EXCERPTED PASSAGE:
========

Graphics and Sounds: 8/10
Made famous by the gorgeous ladies of Dead or Alive, I must say that Team Ninja did well in updating the cast to fit modern visuals. Each and every one of the old cast translated well from their PSP models and looks as they should. Being an avid FFXIV player, I was very happy with how Y’shtola looked in Dissidia NT. You could even say that she looks a lot better here than she did in the original game. The spells and effects are marvelous to behold, especially when facing summons who literally flood your screen with lights. The inclusion of original Final Fantasy tracks were also a good throwback to each of the character’s respective games, with some enhanced/updated songs that blend really well with the action on screen. I’m not really a big fan of the “Massive Explosion” theme, but its many renditions per boss fight just ramps up the intensity by a lot.
As for the voice acting, the Japanese and English dubs were both pretty good. There are still some cringey moments, but both do well in portraying their respective characters. I tend to gravitate more towards the English dub, as each character delivers a more personal line upon successfully calling a summon, instead of just saying the Summon’s name followed by its special move.
The score could have been lower but we did get what we wanted, which was a Dissidia arcade port. Unfortunately, I feel that Dissidia NT is a tad overpriced for what it delivers, I just wish the game was more prepared for its console debut. For a game priced at $59.99, it really doesn’t offer much outside of what you’ve already experienced in the Beta, aside from the story. Even just adding a one-vs-one mode would have helped. Co-op Summon battles would have also been a fine addition, as taking on the likes of Ifrit with a party of friends could make for some JOLLY COOPERATION!

========

GIVEN MATERIAL:
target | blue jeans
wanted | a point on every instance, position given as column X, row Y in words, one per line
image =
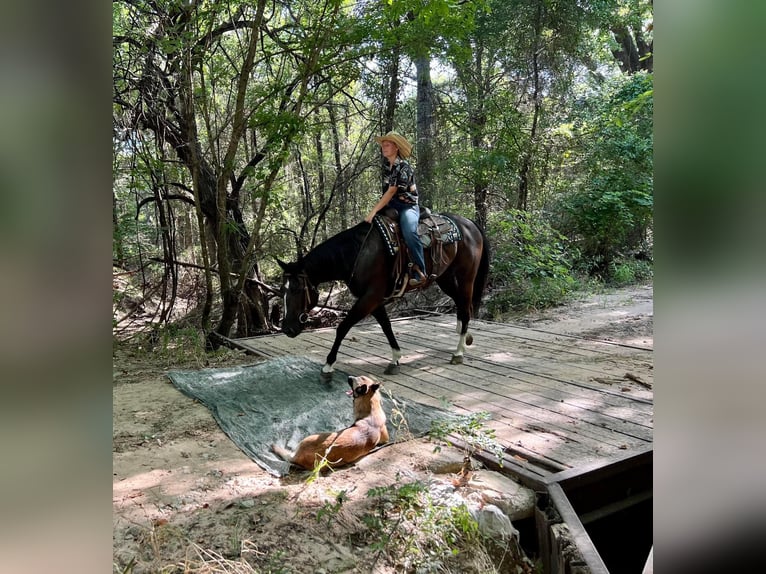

========

WORK TO DO:
Reproduce the whole Dissidia NT review above word for word.

FINAL RESULT:
Graphics and Sounds: 8/10
Made famous by the gorgeous ladies of Dead or Alive, I must say that Team Ninja did well in updating the cast to fit modern visuals. Each and every one of the old cast translated well from their PSP models and looks as they should. Being an avid FFXIV player, I was very happy with how Y’shtola looked in Dissidia NT. You could even say that she looks a lot better here than she did in the original game. The spells and effects are marvelous to behold, especially when facing summons who literally flood your screen with lights. The inclusion of original Final Fantasy tracks were also a good throwback to each of the character’s respective games, with some enhanced/updated songs that blend really well with the action on screen. I’m not really a big fan of the “Massive Explosion” theme, but its many renditions per boss fight just ramps up the intensity by a lot.
As for the voice acting, the Japanese and English dubs were both pretty good. There are still some cringey moments, but both do well in portraying their respective characters. I tend to gravitate more towards the English dub, as each character delivers a more personal line upon successfully calling a summon, instead of just saying the Summon’s name followed by its special move.
The score could have been lower but we did get what we wanted, which was a Dissidia arcade port. Unfortunately, I feel that Dissidia NT is a tad overpriced for what it delivers, I just wish the game was more prepared for its console debut. For a game priced at $59.99, it really doesn’t offer much outside of what you’ve already experienced in the Beta, aside from the story. Even just adding a one-vs-one mode would have helped. Co-op Summon battles would have also been a fine addition, as taking on the likes of Ifrit with a party of friends could make for some JOLLY COOPERATION!